Excerpted records:
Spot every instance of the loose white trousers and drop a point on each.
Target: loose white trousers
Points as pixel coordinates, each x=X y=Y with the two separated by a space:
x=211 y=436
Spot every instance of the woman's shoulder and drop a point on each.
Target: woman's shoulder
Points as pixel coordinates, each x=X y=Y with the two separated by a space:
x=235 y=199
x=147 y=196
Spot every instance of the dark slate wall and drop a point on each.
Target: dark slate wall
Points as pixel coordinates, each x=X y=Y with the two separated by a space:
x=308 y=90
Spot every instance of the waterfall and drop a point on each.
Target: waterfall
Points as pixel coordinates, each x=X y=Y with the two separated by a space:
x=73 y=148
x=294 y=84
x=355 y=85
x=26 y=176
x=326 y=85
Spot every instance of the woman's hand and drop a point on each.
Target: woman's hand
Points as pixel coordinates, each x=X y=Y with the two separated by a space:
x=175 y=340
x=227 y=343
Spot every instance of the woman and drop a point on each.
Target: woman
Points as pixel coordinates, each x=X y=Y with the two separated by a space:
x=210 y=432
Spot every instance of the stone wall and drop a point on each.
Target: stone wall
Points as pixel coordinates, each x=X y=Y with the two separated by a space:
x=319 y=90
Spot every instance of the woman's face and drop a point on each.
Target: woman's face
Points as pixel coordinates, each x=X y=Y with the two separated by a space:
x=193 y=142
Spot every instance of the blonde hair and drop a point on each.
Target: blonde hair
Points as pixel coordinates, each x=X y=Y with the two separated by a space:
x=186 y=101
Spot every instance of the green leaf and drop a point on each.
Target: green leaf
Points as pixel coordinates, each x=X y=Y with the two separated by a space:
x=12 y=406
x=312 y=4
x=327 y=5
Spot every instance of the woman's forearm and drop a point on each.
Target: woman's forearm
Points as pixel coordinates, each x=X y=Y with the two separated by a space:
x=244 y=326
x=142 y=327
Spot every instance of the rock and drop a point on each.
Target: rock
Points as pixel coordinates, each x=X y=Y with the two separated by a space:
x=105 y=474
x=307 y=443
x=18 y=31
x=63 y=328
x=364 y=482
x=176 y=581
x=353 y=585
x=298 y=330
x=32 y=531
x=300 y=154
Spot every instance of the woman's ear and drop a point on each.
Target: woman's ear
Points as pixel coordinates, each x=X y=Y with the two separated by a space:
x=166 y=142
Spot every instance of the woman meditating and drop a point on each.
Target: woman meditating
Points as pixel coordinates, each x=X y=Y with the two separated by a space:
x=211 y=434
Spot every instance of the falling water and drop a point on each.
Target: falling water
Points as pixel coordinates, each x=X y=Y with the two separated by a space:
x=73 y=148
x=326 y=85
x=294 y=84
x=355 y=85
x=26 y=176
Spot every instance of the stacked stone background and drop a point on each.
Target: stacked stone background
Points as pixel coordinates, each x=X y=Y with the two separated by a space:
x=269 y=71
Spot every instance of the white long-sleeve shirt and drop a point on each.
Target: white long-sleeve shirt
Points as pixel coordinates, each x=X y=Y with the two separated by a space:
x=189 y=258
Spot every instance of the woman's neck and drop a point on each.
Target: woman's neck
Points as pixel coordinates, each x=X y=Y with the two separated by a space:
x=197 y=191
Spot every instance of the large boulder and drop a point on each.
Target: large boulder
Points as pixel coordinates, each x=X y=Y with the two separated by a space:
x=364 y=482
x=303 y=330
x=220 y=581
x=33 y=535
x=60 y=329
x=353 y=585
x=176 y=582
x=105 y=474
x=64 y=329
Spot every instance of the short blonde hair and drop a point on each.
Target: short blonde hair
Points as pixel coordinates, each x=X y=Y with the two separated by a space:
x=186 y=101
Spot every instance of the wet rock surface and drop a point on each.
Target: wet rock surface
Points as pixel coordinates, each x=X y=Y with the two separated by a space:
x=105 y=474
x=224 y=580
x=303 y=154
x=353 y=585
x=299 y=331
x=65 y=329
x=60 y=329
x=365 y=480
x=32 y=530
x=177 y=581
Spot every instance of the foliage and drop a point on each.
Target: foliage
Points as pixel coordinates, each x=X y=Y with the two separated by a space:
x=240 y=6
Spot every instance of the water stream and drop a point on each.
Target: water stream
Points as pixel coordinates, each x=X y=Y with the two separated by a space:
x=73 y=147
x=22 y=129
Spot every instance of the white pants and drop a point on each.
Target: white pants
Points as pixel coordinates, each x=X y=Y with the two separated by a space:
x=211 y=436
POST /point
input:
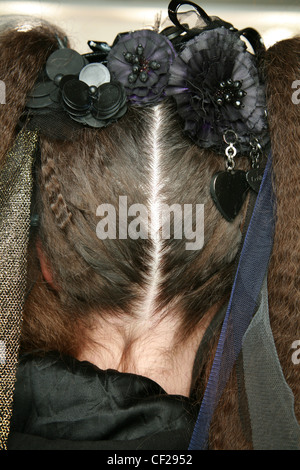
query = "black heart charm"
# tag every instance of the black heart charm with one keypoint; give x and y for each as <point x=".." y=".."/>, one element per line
<point x="228" y="190"/>
<point x="254" y="178"/>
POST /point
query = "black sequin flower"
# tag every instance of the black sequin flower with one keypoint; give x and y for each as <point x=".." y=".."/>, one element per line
<point x="141" y="62"/>
<point x="216" y="86"/>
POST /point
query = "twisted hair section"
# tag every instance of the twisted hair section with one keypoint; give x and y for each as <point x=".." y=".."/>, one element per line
<point x="56" y="200"/>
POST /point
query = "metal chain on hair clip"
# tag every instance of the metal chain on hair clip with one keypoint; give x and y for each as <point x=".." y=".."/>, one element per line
<point x="255" y="175"/>
<point x="230" y="151"/>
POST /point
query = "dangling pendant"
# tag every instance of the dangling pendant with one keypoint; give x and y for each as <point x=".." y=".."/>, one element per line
<point x="229" y="188"/>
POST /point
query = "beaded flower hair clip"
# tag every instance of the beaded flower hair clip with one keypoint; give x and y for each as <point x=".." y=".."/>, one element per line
<point x="208" y="70"/>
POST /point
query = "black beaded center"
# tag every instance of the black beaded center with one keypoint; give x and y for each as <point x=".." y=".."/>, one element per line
<point x="230" y="92"/>
<point x="140" y="65"/>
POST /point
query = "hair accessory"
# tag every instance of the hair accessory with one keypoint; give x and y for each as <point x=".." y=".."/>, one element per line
<point x="141" y="61"/>
<point x="216" y="86"/>
<point x="229" y="188"/>
<point x="255" y="175"/>
<point x="212" y="77"/>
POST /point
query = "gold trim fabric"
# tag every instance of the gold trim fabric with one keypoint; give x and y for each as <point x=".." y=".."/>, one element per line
<point x="15" y="201"/>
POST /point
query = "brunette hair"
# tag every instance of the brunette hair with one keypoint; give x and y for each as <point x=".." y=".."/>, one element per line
<point x="146" y="157"/>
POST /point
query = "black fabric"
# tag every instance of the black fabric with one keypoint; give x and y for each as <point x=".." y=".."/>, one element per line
<point x="60" y="402"/>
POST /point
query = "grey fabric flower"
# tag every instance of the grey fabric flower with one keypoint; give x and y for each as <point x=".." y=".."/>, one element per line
<point x="216" y="86"/>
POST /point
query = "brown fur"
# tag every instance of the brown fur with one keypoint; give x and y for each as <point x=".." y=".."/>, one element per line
<point x="115" y="279"/>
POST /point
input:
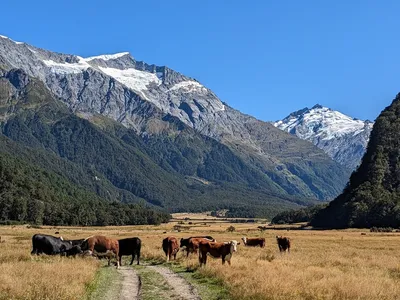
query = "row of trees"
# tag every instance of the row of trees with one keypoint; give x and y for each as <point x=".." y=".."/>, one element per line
<point x="29" y="194"/>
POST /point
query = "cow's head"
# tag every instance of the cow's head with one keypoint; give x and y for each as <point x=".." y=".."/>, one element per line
<point x="234" y="245"/>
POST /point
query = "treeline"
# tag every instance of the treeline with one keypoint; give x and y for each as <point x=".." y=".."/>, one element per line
<point x="305" y="214"/>
<point x="29" y="194"/>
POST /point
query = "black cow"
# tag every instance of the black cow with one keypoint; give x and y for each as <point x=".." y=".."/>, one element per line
<point x="75" y="242"/>
<point x="75" y="250"/>
<point x="50" y="245"/>
<point x="130" y="246"/>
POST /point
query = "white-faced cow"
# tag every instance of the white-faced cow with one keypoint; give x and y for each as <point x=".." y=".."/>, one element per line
<point x="192" y="243"/>
<point x="99" y="245"/>
<point x="283" y="243"/>
<point x="223" y="250"/>
<point x="130" y="246"/>
<point x="254" y="242"/>
<point x="171" y="247"/>
<point x="50" y="245"/>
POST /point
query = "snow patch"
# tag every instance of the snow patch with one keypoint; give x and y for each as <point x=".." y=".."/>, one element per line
<point x="67" y="68"/>
<point x="107" y="56"/>
<point x="133" y="79"/>
<point x="322" y="122"/>
<point x="5" y="37"/>
<point x="187" y="87"/>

Prompt:
Please convert the lines starting at the one containing "Spot every instance of the stone" and ending at the one containing "x=193 y=142" into a Markdown table with the columns No. and Line, leaving out any blank lines.

Response to the task:
| No. | Line |
|---|---|
| 1 | Spot every instance of the stone wall and drop a point on each. |
| 2 | Target: stone wall |
| 3 | Points as pixel coordinates, each x=X y=Y with the two separated by a space: |
| 4 | x=319 y=90 |
| 5 | Spot every instance of the woman's face and drop a point on each. |
| 6 | Target: woman's face |
| 7 | Points as pixel coordinates, each x=X y=Y with the two separated by a space: |
| 8 | x=193 y=142 |